▶ Page extract
○ ○ ○ ○ ○

The oligarch, the Everton owner and the mysterious £2m London house

Graphic of Moshiri with Everton FC in the background

For sanctions to work, governments and law enforcement agencies need to know who owns what. And that is not always an easy task.

Take this luxury home in north London, surrounded by period properties and manicured gardens just five minutes’ walk from Hampstead Heath.

It was bought by the oligarch Alisher Usmanov in 2004 for £2.15m. He was added to the EU sanctions list this month.

Five years later, in October 2009, the tycoon gave the property “not for money” to his longtime associate and now owner of Everton football club, Farhad Moshiri, according to Land Registry documents.

Four months after that, registry documents record Moshiri giving the house to his sister, who owned it for a further four months before raising a mortgage on her new home via the private bank Coutts.

Neither Moshiri nor his sister responded to questions about this series of transactions.

Less than 500 metres away lies another Hampstead home that also demonstrates how close the two businessmen were.

It was also bought by Usmanov, this time in 2011 for £15.8m, according to the Land Registry, although the public is unlikely to have ever have spotted the transaction.

Usmanov appears to have acquired the property anonymously via an Isle of Man company. The island’s corporate registry makes it difficult to discover the individual owners of companies. This firm received a loan from another related company, called Pauillac Property, which was ultimately owned by Usmanov.

The trail was only discovered thanks to documents leaked to the International Consortium of Investigative Journalists and seen by the Guardian.

Intriguingly, the Guardian also understands that this house – which is staffed by guards positioned behind security gates – is now the UK home of Moshiri, who was said to be worth £2bn in last year’s Sunday Times Rich List.

Through his spokesperson at the PR firm Finsbury Glover Hering – who, until recently, also worked for Usmanov – Moshiri said he had acquired the offshore company that owns the property from the oligarch in 2014 for “north of £18m”. He added that Usmanov no longer had any interest in either north London property.

The transaction does not appear on the Land Registry – and therefore avoided public scrutiny – because Moshiri acquired the house by buying the offshore company that owns the home from the oligarch.

○ ○ ○ ○ ○

▶ Entries provided
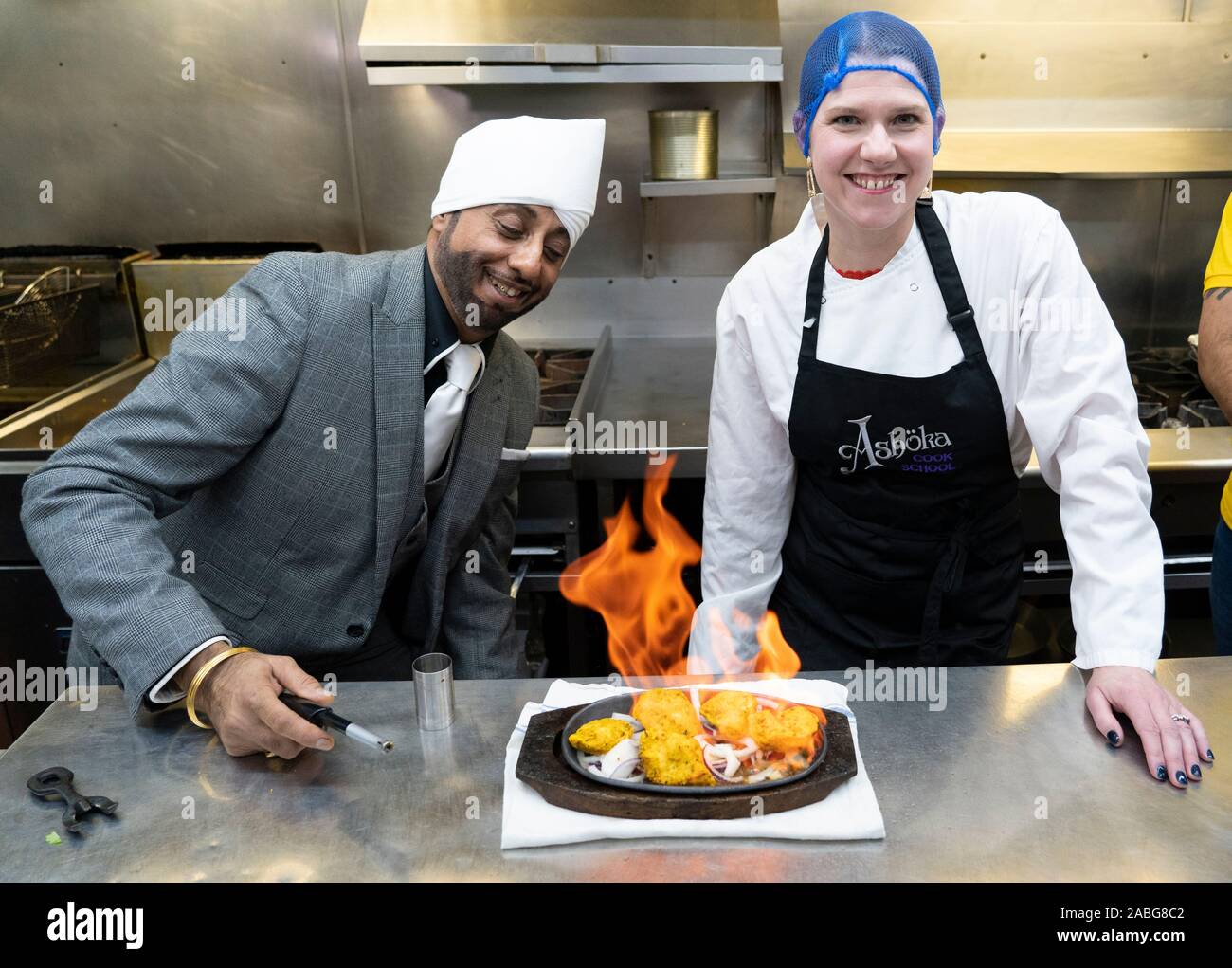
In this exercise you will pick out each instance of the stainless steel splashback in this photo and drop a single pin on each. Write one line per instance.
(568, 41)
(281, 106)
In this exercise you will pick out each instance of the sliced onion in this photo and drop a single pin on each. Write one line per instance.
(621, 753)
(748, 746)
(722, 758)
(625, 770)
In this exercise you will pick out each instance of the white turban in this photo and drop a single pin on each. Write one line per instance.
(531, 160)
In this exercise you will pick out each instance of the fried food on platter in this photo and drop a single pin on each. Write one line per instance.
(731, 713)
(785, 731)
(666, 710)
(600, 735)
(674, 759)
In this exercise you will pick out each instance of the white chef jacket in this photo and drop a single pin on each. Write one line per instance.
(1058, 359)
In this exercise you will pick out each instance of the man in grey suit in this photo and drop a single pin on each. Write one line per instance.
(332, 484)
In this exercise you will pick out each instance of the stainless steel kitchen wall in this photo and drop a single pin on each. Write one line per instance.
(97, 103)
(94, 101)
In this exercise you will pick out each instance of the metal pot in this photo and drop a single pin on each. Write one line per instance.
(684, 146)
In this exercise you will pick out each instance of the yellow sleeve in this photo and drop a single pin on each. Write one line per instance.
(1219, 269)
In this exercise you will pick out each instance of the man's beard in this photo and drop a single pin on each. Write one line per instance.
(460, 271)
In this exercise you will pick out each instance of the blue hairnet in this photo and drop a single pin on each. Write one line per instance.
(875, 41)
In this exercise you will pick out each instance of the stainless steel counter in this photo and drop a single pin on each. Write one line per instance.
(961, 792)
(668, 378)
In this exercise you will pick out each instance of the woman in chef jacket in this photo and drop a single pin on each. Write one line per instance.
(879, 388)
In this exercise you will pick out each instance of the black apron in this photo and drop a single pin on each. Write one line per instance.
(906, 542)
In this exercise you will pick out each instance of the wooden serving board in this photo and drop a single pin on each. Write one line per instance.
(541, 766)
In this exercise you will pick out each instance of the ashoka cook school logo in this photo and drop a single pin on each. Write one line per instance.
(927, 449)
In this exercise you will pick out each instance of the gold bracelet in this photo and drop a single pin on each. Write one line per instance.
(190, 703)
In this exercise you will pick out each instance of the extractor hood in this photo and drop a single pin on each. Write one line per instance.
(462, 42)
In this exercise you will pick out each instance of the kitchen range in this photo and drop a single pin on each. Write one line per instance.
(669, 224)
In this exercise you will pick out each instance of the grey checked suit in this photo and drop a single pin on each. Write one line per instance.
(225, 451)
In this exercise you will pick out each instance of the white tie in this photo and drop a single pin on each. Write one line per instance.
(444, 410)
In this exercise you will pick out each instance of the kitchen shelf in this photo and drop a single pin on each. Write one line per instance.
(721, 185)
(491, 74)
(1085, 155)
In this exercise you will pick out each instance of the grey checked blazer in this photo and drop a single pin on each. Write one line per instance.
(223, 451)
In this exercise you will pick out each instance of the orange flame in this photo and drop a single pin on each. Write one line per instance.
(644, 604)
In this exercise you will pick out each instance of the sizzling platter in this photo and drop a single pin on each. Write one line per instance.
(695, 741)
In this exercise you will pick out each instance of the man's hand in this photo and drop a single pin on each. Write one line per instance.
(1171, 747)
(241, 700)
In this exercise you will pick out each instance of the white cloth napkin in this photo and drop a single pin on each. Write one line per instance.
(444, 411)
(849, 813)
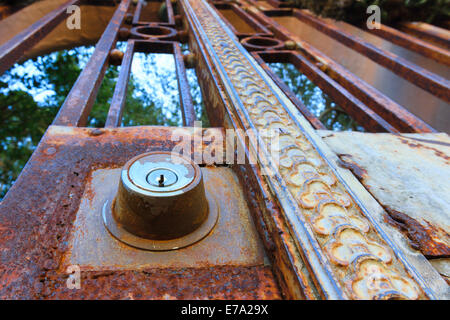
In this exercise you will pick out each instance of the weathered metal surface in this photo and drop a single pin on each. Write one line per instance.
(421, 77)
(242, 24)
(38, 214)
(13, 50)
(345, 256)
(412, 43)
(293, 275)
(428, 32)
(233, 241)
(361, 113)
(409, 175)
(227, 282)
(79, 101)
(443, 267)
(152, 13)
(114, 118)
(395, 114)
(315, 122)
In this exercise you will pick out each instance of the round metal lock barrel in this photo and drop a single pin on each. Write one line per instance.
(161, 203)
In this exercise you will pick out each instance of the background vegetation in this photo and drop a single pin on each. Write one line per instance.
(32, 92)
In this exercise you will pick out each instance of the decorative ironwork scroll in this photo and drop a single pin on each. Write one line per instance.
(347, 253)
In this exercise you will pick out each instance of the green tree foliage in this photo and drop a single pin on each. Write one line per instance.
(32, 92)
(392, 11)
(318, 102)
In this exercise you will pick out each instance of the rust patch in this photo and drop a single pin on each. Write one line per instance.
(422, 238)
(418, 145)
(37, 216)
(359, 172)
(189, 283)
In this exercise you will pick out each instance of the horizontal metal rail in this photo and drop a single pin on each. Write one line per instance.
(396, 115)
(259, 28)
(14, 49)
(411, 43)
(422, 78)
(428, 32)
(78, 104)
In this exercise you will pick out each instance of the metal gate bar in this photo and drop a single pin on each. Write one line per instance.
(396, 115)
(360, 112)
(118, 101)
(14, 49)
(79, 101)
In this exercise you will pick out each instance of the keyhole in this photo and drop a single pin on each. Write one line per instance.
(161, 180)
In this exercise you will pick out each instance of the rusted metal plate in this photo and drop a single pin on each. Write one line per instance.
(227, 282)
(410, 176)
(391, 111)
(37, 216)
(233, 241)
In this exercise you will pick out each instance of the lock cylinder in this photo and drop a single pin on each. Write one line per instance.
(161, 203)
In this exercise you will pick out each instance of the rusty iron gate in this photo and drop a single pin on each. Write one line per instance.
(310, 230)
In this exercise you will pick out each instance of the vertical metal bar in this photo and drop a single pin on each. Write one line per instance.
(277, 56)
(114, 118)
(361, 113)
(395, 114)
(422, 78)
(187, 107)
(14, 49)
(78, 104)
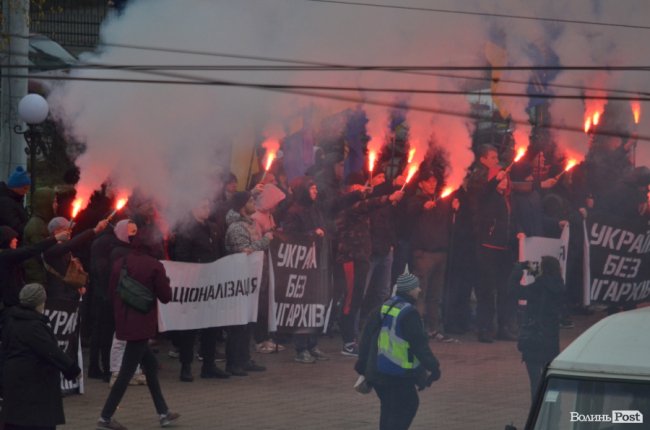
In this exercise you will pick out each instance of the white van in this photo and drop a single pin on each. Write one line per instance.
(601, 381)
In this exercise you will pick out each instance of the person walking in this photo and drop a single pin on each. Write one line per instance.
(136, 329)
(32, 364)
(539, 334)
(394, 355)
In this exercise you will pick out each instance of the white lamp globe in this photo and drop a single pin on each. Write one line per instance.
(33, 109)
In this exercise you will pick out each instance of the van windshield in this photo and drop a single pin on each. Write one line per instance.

○ ○ ○ ○ ○

▶ Required task 1
Could you write out the whole article on the oligarch and the Hampstead houses, word for word?
▶ Required task 2
Which lines in the rows contain the string "lock"? Show each of them in full.

▶ Finished answer 1
The oligarch, the Everton owner and the mysterious £2m London house

Graphic of Moshiri with Everton FC in the background

For sanctions to work, governments and law enforcement agencies need to know who owns what. And that is not always an easy task.

Take this luxury home in north London, surrounded by period properties and manicured gardens just five minutes’ walk from Hampstead Heath.

It was bought by the oligarch Alisher Usmanov in 2004 for £2.15m. He was added to the EU sanctions list this month.

Five years later, in October 2009, the tycoon gave the property “not for money” to his longtime associate and now owner of Everton football club, Farhad Moshiri, according to Land Registry documents.

Four months after that, registry documents record Moshiri giving the house to his sister, who owned it for a further four months before raising a mortgage on her new home via the private bank Coutts.

Neither Moshiri nor his sister responded to questions about this series of transactions.

Less than 500 metres away lies another Hampstead home that also demonstrates how close the two businessmen were.

It was also bought by Usmanov, this time in 2011 for £15.8m, according to the Land Registry, although the public is unlikely to have ever have spotted the transaction.

Usmanov appears to have acquired the property anonymously via an Isle of Man company. The island’s corporate registry makes it difficult to discover the individual owners of companies. This firm received a loan from another related company, called Pauillac Property, which was ultimately owned by Usmanov.

The trail was only discovered thanks to documents leaked to the International Consortium of Investigative Journalists and seen by the Guardian.

Intriguingly, the Guardian also understands that this house – which is staffed by guards positioned behind security gates – is now the UK home of Moshiri, who was said to be worth £2bn in last year’s Sunday Times Rich List.

Through his spokesperson at the PR firm Finsbury Glover Hering – who, until recently, also worked for Usmanov – Moshiri said he had acquired the offshore company that owns the property from the oligarch in 2014 for “north of £18m”. He added that Usmanov no longer had any interest in either north London property.

The transaction does not appear on the Land Registry – and therefore avoided public scrutiny – because Moshiri acquired the house by buying the offshore company that owns the home from the oligarch.

▶ Finished answer 2
In this exercise you will pick out each instance of the round metal lock barrel in this photo and drop a single pin on each. Write one line per instance.
In this exercise you will pick out each instance of the lock cylinder in this photo and drop a single pin on each. Write one line per instance.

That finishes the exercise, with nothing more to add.